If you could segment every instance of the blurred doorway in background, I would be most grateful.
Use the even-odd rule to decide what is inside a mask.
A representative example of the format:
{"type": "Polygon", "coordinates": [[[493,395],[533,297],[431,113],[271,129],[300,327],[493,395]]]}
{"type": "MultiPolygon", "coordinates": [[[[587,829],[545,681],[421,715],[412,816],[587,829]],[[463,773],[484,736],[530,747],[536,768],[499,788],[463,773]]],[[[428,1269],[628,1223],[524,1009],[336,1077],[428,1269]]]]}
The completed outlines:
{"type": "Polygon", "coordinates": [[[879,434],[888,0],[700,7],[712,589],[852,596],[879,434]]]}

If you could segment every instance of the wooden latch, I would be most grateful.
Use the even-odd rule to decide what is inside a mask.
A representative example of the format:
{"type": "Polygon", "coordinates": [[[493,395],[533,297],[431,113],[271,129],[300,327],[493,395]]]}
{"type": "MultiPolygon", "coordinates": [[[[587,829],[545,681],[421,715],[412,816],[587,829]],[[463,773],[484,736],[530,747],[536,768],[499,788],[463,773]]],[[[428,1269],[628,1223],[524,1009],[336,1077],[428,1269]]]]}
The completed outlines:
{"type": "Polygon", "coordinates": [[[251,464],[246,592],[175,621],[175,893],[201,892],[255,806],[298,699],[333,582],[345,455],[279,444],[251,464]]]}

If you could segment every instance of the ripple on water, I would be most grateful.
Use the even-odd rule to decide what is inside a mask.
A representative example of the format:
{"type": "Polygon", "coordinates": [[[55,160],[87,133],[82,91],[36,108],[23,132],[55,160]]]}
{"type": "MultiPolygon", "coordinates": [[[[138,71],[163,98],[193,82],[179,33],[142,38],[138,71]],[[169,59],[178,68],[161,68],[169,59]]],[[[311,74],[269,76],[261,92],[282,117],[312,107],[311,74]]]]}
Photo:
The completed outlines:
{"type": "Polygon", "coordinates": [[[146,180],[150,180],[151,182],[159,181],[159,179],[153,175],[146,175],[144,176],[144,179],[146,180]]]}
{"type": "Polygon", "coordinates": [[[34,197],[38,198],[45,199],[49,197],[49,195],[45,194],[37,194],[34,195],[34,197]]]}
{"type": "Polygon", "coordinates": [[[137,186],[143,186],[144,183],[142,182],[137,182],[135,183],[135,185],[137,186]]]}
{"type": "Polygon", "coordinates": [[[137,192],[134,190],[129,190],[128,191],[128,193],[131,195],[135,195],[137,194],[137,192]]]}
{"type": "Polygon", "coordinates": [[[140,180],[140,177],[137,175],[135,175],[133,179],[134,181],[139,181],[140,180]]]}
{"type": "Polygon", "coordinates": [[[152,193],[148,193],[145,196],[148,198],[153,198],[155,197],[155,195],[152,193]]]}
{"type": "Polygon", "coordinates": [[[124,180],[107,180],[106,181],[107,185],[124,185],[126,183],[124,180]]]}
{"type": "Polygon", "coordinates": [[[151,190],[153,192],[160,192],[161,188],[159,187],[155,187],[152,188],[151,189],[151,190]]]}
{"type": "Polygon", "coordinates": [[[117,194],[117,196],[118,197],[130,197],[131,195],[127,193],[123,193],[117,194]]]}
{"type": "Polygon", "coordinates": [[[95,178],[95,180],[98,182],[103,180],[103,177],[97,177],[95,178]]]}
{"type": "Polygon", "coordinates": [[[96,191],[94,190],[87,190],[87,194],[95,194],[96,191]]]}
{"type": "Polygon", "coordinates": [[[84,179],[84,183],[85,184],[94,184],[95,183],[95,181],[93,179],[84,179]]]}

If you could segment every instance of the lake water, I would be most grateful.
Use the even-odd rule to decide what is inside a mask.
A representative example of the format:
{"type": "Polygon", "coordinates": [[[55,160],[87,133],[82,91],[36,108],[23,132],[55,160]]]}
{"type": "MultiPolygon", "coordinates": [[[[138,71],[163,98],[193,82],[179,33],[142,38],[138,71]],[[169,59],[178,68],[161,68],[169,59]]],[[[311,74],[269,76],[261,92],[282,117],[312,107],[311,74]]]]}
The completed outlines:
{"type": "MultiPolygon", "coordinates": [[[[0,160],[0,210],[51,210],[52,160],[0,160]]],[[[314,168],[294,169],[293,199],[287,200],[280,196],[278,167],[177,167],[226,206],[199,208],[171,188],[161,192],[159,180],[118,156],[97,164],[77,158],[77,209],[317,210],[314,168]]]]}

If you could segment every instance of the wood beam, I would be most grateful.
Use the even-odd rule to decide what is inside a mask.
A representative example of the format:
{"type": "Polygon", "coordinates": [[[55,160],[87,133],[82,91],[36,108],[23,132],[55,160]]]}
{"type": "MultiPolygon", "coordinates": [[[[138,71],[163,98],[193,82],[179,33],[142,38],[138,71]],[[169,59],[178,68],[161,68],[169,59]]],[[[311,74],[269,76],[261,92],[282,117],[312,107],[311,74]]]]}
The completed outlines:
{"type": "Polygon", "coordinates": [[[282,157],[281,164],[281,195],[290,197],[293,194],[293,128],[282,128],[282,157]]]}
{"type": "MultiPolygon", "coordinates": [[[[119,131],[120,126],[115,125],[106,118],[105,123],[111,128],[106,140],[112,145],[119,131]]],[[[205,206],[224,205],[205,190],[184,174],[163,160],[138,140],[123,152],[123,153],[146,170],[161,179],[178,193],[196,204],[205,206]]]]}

--

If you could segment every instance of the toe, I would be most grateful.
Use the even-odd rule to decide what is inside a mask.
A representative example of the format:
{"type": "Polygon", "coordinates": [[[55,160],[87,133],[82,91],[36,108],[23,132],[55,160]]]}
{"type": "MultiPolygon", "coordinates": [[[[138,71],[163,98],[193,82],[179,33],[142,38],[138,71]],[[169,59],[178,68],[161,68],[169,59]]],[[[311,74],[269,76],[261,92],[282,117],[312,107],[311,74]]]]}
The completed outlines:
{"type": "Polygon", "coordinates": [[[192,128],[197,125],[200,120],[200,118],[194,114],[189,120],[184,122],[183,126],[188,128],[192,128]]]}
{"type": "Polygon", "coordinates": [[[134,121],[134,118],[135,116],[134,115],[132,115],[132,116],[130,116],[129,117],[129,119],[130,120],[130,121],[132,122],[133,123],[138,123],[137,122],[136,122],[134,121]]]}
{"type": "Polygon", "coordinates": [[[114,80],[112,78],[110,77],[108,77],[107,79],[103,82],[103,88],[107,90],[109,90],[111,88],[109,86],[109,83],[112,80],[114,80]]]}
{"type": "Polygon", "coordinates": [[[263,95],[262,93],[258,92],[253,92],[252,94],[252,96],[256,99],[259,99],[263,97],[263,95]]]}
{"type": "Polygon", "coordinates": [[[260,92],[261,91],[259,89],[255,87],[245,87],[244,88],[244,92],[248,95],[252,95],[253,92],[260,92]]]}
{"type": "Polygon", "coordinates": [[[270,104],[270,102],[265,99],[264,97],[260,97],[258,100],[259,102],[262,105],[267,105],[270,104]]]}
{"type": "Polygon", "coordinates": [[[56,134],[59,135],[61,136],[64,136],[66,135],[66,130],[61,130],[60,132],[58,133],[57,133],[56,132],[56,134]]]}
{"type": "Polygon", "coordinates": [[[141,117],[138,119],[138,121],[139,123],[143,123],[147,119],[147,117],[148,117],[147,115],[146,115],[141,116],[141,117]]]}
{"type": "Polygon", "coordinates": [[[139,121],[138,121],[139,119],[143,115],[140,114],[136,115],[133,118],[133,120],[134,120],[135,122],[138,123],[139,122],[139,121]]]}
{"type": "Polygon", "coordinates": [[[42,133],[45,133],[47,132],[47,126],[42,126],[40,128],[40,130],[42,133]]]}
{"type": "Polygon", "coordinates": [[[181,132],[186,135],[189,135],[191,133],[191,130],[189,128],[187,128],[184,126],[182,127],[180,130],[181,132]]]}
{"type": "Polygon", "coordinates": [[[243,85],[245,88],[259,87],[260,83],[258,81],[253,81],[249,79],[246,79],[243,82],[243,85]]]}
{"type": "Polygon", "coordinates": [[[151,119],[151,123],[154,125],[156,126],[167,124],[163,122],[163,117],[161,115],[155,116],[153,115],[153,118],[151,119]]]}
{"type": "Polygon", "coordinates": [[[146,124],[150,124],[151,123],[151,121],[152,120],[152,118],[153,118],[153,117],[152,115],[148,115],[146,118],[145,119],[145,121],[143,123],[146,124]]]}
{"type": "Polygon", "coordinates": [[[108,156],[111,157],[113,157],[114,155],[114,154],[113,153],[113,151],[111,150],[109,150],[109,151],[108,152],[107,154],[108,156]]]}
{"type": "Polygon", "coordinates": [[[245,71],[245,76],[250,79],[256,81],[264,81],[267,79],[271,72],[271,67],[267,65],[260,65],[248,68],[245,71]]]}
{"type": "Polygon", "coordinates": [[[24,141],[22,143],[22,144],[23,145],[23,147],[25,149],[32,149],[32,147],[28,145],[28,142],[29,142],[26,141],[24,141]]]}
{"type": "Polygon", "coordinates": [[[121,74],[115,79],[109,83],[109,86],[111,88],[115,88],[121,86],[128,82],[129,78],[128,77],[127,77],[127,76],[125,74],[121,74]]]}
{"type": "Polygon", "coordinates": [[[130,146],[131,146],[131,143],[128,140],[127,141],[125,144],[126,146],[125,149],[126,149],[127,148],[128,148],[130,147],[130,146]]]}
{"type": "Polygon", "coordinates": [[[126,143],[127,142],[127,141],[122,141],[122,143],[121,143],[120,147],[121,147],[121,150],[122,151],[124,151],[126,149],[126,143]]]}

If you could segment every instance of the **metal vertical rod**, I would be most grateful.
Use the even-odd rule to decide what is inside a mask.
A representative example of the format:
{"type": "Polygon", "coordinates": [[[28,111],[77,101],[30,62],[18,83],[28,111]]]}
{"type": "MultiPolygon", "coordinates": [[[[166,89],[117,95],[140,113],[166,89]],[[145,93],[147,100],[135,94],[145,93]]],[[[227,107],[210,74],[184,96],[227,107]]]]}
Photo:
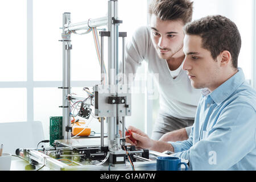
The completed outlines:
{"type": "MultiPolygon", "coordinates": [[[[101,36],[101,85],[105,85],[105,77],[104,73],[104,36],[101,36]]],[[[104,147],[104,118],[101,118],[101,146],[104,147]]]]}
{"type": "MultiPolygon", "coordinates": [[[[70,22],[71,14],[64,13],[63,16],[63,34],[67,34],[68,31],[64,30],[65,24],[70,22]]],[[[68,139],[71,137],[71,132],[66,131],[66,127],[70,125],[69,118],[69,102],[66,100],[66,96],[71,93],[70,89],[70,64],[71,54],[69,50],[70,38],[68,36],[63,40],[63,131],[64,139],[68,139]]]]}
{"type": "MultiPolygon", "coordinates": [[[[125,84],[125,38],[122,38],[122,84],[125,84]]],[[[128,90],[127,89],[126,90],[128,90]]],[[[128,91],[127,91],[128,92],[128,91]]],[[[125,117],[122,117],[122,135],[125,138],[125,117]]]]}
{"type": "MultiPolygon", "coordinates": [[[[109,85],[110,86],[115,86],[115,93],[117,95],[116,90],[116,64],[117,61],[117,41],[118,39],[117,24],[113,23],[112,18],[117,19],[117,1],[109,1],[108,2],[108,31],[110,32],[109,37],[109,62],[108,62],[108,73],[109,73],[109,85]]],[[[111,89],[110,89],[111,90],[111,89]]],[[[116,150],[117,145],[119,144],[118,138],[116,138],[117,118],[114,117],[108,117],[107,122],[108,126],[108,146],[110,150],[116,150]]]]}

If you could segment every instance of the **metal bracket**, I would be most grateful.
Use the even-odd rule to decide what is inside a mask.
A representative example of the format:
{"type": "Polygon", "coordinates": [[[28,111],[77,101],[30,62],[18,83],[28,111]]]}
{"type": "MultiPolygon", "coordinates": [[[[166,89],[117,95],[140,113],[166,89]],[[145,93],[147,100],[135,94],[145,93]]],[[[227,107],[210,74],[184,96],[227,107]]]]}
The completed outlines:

### EXERCISE GOAL
Count the lines in the records above that contain the word "grateful", and give only that number.

### FINAL ANSWER
8